§ **Dataset entries**
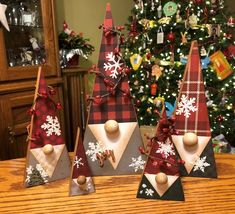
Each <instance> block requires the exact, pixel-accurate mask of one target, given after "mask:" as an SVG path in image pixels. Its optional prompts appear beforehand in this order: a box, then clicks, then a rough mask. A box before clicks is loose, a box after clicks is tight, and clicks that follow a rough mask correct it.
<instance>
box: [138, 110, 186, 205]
mask: <svg viewBox="0 0 235 214" xmlns="http://www.w3.org/2000/svg"><path fill="white" fill-rule="evenodd" d="M174 132H175V130H174V119H173V118H167V116H166V112H165V109H164V110H163V113H162V116H161V119H160V121H159V123H158V125H157V130H156V135H155V137H153V138H151V139H149V143H148V147H149V149H146V150H149V151H145V150H144V149H143V148H140V151H141V153H143V154H146V155H147V156H148V159H147V163H146V165H145V168H144V171H143V174H142V177H141V181H140V184H139V189H138V192H137V198H144V199H160V200H175V201H184V193H183V188H182V184H181V179H180V173H179V166H180V165H182V164H184V161H182V160H178V157H177V154H176V151H175V148H174V144H173V141H172V137H171V135H172V134H173V133H174Z"/></svg>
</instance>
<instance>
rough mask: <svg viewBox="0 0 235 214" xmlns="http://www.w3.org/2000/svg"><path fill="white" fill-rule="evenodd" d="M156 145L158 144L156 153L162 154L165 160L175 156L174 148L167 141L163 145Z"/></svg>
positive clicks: (171, 145)
mask: <svg viewBox="0 0 235 214" xmlns="http://www.w3.org/2000/svg"><path fill="white" fill-rule="evenodd" d="M158 144H159V147H158V150H157V151H156V153H160V154H163V155H164V156H165V158H167V157H168V156H170V155H175V151H174V147H173V145H172V144H171V143H170V141H169V139H168V140H167V141H166V142H164V143H162V142H158Z"/></svg>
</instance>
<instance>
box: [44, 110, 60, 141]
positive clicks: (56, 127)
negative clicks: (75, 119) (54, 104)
mask: <svg viewBox="0 0 235 214" xmlns="http://www.w3.org/2000/svg"><path fill="white" fill-rule="evenodd" d="M41 128H42V129H44V130H46V134H47V136H48V137H49V136H51V135H52V134H53V133H54V134H55V135H57V136H60V135H61V130H60V123H59V120H58V118H57V117H56V116H55V118H53V117H52V116H49V115H48V116H47V118H46V123H43V124H42V125H41Z"/></svg>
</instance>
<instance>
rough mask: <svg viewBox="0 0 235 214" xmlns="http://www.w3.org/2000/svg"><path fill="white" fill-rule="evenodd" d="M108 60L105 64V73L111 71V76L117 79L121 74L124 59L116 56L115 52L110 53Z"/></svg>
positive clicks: (119, 56) (107, 54)
mask: <svg viewBox="0 0 235 214" xmlns="http://www.w3.org/2000/svg"><path fill="white" fill-rule="evenodd" d="M115 58H116V59H117V60H116V59H115ZM106 59H107V61H108V62H107V63H104V69H105V71H110V72H111V74H110V75H109V76H110V77H111V78H113V79H117V77H118V74H119V72H118V71H119V69H121V66H122V65H123V63H121V62H120V61H121V59H122V58H121V57H120V56H118V55H117V56H115V54H113V52H110V53H108V54H107V56H106Z"/></svg>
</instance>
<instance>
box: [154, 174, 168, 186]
mask: <svg viewBox="0 0 235 214" xmlns="http://www.w3.org/2000/svg"><path fill="white" fill-rule="evenodd" d="M155 181H156V183H157V184H159V185H165V184H167V182H168V177H167V175H166V174H165V173H163V172H159V173H157V175H156V176H155Z"/></svg>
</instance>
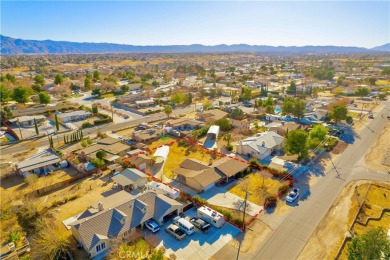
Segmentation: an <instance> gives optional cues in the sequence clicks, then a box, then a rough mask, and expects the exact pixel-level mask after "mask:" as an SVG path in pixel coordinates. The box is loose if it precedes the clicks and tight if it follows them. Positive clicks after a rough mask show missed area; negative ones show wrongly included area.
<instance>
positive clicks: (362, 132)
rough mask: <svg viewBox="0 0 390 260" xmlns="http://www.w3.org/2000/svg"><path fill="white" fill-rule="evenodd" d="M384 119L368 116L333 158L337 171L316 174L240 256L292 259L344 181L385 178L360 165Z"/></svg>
mask: <svg viewBox="0 0 390 260" xmlns="http://www.w3.org/2000/svg"><path fill="white" fill-rule="evenodd" d="M389 103H390V102H389V101H388V102H386V107H387V108H384V110H382V111H381V112H379V113H378V114H381V113H382V112H384V111H386V109H389V108H390V106H389ZM387 122H388V120H387V119H385V118H381V117H376V118H375V119H374V120H371V121H370V122H369V124H368V127H366V128H365V129H363V130H362V132H361V133H360V135H359V136H358V137H357V138H356V140H355V143H354V144H352V145H350V146H349V147H348V148H347V149H346V150H345V151H344V153H343V154H342V155H341V156H340V157H339V158H338V159H337V160H336V161H335V162H334V163H335V165H336V168H337V171H336V170H334V169H331V170H330V171H329V172H327V173H326V175H325V176H324V177H322V178H320V179H319V180H318V181H317V183H315V184H314V185H313V187H312V188H311V190H310V194H309V195H308V197H307V199H306V200H305V201H299V202H298V206H297V207H294V208H293V209H292V210H291V212H290V214H288V215H287V216H285V218H284V220H282V221H281V222H280V225H278V226H277V227H276V230H274V231H273V233H272V234H271V235H270V236H269V237H268V238H267V239H266V240H265V241H264V242H263V244H262V245H259V246H258V248H256V249H255V252H254V253H252V254H245V253H241V254H240V259H296V258H297V257H298V256H299V254H300V252H301V251H302V249H303V248H304V246H305V245H306V242H307V241H308V240H309V238H310V236H311V235H312V233H313V232H314V230H315V229H316V227H317V226H318V224H319V223H320V222H321V220H322V219H323V217H324V216H325V214H326V213H327V212H328V210H329V208H330V207H331V205H332V204H333V202H334V200H335V199H336V198H337V196H338V195H339V194H340V192H341V190H342V189H343V187H344V186H345V185H346V184H347V183H349V182H350V181H353V180H358V179H370V180H381V181H387V182H389V181H390V174H388V173H386V172H380V171H373V170H370V169H367V167H365V165H364V156H365V154H366V153H367V152H368V151H369V149H370V148H371V147H372V146H373V145H374V144H375V140H376V138H377V137H378V134H379V133H380V132H381V131H382V130H383V128H384V126H385V125H386V123H387ZM303 195H304V194H303ZM260 218H261V216H260ZM248 232H251V231H248ZM236 253H237V249H235V248H232V247H231V246H229V245H227V246H225V247H224V248H223V249H222V250H220V251H219V252H218V253H217V254H216V255H214V259H224V260H226V259H235V258H236Z"/></svg>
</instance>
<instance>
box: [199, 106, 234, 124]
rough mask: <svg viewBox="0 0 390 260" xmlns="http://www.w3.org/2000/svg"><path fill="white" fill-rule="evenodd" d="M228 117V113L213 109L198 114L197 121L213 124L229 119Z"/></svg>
mask: <svg viewBox="0 0 390 260" xmlns="http://www.w3.org/2000/svg"><path fill="white" fill-rule="evenodd" d="M227 115H228V113H226V112H224V111H222V110H219V109H212V110H207V111H203V112H198V113H196V119H198V120H200V121H203V122H208V123H212V122H215V121H217V120H219V119H222V118H225V117H227Z"/></svg>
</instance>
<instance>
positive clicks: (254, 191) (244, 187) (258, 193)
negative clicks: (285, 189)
mask: <svg viewBox="0 0 390 260" xmlns="http://www.w3.org/2000/svg"><path fill="white" fill-rule="evenodd" d="M263 181H264V183H263ZM288 183H289V181H284V182H280V181H279V180H278V179H276V178H274V177H273V176H272V175H271V174H270V173H268V172H266V171H262V172H256V173H253V174H250V175H247V176H246V177H245V178H244V180H243V181H242V182H239V183H238V184H237V185H235V186H233V187H232V188H231V189H229V192H231V193H233V194H235V195H237V196H240V197H241V198H245V188H246V187H247V188H248V191H249V192H250V193H251V194H252V196H250V197H249V199H248V200H249V201H250V202H253V203H255V204H257V205H264V200H265V198H266V197H267V196H268V195H275V194H277V193H278V188H279V187H281V186H283V185H287V184H288ZM263 184H264V186H263Z"/></svg>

§ **Exercise objective**
Which lines in the items above contain the string "negative"? Identify each one and copy it in full.

§ **Exercise output**
negative clicks: (75, 119) (54, 104)
Segmentation: an <instance> gives optional cues in the sequence clicks, then a box, then a rough mask, and expects the exact pixel-level mask after "mask:" as an SVG path in pixel coordinates. The box is loose if it precedes the clicks and tight if it follows them. Positive clicks after a rough mask show missed area; negative ones show wrongly included area.
negative clicks: (285, 189)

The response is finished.